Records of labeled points
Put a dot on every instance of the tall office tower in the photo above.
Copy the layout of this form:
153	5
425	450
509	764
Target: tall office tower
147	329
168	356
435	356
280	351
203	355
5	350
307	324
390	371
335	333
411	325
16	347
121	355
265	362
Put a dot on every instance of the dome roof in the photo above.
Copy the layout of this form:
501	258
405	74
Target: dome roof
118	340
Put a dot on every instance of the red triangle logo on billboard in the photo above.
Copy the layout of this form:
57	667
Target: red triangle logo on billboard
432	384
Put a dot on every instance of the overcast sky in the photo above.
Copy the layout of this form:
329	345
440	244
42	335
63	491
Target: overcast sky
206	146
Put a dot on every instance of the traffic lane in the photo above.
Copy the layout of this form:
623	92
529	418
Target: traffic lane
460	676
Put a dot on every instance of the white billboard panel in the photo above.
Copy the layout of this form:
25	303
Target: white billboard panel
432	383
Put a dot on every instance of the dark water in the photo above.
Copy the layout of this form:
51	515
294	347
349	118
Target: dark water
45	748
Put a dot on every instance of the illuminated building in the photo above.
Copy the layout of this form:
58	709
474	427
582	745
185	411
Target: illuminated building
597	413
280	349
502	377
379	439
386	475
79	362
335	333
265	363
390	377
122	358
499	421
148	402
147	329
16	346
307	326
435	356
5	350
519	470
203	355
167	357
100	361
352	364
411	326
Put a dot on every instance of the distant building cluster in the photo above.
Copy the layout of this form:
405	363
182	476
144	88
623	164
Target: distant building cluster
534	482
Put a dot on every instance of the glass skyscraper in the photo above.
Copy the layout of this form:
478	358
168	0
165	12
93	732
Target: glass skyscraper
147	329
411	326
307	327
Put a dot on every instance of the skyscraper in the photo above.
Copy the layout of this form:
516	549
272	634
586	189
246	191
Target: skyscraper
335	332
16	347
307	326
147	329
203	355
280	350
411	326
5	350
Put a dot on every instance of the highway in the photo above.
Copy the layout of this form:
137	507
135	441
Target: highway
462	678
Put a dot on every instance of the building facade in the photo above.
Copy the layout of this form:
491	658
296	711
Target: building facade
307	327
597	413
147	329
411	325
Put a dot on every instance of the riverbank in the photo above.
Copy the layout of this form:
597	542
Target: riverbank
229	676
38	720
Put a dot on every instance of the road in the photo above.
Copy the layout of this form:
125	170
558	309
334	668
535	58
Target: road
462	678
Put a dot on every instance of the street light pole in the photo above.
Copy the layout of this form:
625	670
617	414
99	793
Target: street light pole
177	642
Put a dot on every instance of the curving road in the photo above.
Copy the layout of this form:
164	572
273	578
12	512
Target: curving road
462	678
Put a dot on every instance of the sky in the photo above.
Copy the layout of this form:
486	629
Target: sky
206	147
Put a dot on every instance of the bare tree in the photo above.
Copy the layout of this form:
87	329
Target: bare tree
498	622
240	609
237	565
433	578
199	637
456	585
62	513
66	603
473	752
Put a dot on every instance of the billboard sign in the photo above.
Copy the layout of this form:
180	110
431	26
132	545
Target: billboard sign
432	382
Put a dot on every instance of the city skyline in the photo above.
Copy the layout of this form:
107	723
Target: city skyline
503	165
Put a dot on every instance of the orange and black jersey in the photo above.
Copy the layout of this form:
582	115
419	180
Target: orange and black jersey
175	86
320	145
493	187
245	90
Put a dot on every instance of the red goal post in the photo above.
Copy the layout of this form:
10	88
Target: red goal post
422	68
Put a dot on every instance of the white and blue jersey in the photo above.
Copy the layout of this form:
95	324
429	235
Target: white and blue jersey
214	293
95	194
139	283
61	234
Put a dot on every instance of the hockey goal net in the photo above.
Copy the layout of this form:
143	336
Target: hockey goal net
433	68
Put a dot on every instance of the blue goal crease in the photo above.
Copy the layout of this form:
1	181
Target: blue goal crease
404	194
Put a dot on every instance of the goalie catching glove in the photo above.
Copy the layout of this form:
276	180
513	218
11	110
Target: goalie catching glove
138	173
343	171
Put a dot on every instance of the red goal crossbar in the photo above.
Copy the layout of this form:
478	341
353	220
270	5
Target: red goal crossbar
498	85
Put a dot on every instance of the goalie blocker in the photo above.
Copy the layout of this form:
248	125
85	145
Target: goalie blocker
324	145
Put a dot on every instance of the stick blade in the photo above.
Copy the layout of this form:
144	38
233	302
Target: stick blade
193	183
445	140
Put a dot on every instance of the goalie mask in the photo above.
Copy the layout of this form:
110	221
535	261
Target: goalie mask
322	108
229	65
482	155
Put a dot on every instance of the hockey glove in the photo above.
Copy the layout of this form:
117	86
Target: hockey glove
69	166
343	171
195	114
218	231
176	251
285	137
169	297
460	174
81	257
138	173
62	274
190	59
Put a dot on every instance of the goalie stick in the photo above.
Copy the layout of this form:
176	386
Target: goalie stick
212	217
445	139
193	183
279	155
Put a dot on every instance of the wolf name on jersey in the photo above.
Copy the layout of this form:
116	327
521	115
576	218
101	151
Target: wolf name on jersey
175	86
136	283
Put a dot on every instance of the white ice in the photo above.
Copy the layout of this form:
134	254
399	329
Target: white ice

PROBLEM REQUIREMENTS:
Please restate the whole listing word for word.

THE RESPONSE:
Put a dot on every instance of the tall office tower in the photo above.
Copy the layout of this form:
153	5
425	450
509	764
Target: tall office tower
147	329
168	356
435	356
280	351
203	355
5	350
307	324
390	371
335	333
411	325
16	347
121	355
265	362
Put a dot on every instance of the dome roof in the photo above.
Copy the layout of this form:
501	258
405	74
Target: dome roof
118	340
Put a dot on every instance of the red triangle logo on billboard in the photo above.
Copy the layout of this form:
57	667
Target: red triangle logo on billboard
432	384
Put a dot on every instance of the overcast sky in the photo above.
Copy the layout of this form:
329	345
440	244
42	335
63	491
Target: overcast sky
206	146
Put a dot on every instance of the traffic lane in the photo above.
Copy the layout of this form:
623	92
529	418
Target: traffic lane
460	676
Put a dot on every instance of the white billboard panel in the photo above.
Copy the layout of this form:
25	303
Target: white billboard panel
432	383
Put a dot on every instance of the dark water in the photo above.
Copy the layout of this form:
51	515
294	347
349	118
Target: dark water
45	748
Put a dot on every instance of the illuminated building in the photo above.
Copy the layout of this form:
58	709
474	427
582	745
185	411
Target: illuminated building
597	413
280	349
502	377
379	439
386	475
79	362
335	333
265	363
390	377
122	358
499	421
148	402
147	329
16	346
307	326
435	356
5	350
519	470
203	355
167	357
100	361
352	364
411	326
Put a dot on every instance of the distant building cluster in the photo above.
Copy the layout of this form:
405	363
182	476
144	88
623	164
Target: distant building cluster
534	482
Put a dot on every instance of the glass skyscraper in the photo above.
Copy the layout of this form:
478	358
168	0
165	12
93	732
Target: glass skyscraper
147	329
411	326
307	327
Put a dot on every instance of the skyscraper in the photo above.
Copy the layout of this form:
516	549
272	634
586	189
246	191
Target: skyscraper
335	332
16	347
307	326
147	329
203	355
280	350
411	326
5	350
Put a dot on every instance of the highway in the photo above.
Copy the layout of this form:
137	507
135	441
Target: highway
462	678
Put a dot on every instance of the building facade in the photo above.
Copy the layout of this form:
491	658
296	711
Target: building facade
307	327
597	413
147	329
411	325
Put a dot on every instance of the riverbank in the photo above.
Copy the layout of this form:
597	542
Target: riverbank
229	676
38	720
Put a dot on every instance of the road in the photo above.
Copy the layout of this form:
125	170
558	309
334	668
535	58
Target: road
462	678
Put a dot on every instance of the street light pole in the photo above.
Copy the layout of this form:
625	670
617	414
99	793
Target: street light pole
177	642
Put a dot on every instance of the curving road in the photo above.
Copy the layout of this form:
164	572
273	578
12	512
Target: curving road
462	678
Put a dot on every instance of the sky in the photo above.
Copy the layout of this form:
486	629
Target: sky
206	147
Put a dot on every instance of the bare tree in the photo above.
Copy the layout of this form:
87	329
Target: bare tree
498	622
240	609
237	565
433	578
199	637
456	585
62	513
66	603
473	752
Put a dot on every instance of the billboard sign in the photo above.
Copy the layout of this form:
180	110
431	26
132	545
Target: billboard sign
432	382
Put a dot on every instance of the city skyline in the photo above.
Copy the layout of this form:
107	723
Target: city skyline
503	165
Put a dot on every instance of the orange and black jersey in the photo above.
Copy the layout of this form:
582	115
419	180
Target: orange and black jersey
175	86
320	145
493	187
245	90
Put a dot on every instance of the red goal post in the photo above.
Copy the layout of this form:
10	88
Target: red goal post
422	68
Put a dot on every instance of the white and blue jersey in the photo above.
Copy the layout of this form:
95	324
429	235
Target: white and blue jersey
214	293
95	194
139	283
61	234
Put a dot on every instance of the hockey goal net in the photo above.
Copy the layout of this form:
143	336
Target: hockey goal net
433	68
Put a dot on every instance of the blue goal crease in the photo above.
Copy the layout of this form:
1	181
Target: blue goal crease
404	194
Put a dot on every instance of the goalie catching glove in the photo above.
Copy the layout of this form:
276	180
513	218
11	110
Target: goalie catching glove
138	173
343	171
Put a dot on every instance of the red goal crossbar in the photo above.
Copy the layout of this form:
478	341
353	220
270	5
Target: red goal crossbar
498	85
Put a dot on every instance of the goalie blocker in the photo above.
Copy the layout of this form:
248	125
85	145
Target: goalie blocker
324	145
Put a dot on every instance of the stick blade in the photo above.
Copy the layout of this form:
144	38
233	302
Target: stick blade
193	183
445	140
Put a dot on every instance of the goalie mask in the photo above.
Copy the layout of this form:
110	221
535	261
Target: goalie mask
322	108
229	65
482	155
Put a dot on every instance of the hockey glove in the photo above.
Copy the layout of this form:
117	86
Target: hockey glove
69	166
343	171
195	114
218	231
176	251
285	137
169	297
460	174
81	257
138	173
62	274
190	59
Put a dot on every instance of the goalie stick in the photo above.
Copy the layout of this form:
176	386
Target: goalie stick
212	217
445	139
193	183
279	155
Put a dot on every instance of the wolf name on jersey in the photo above.
Copy the layout of this form:
116	327
521	115
576	218
101	151
Target: wolf name on jersey
175	86
136	283
Put a dot on every instance of the white ice in the photo above.
Copy the layout of this form:
134	254
399	329
Target: white ice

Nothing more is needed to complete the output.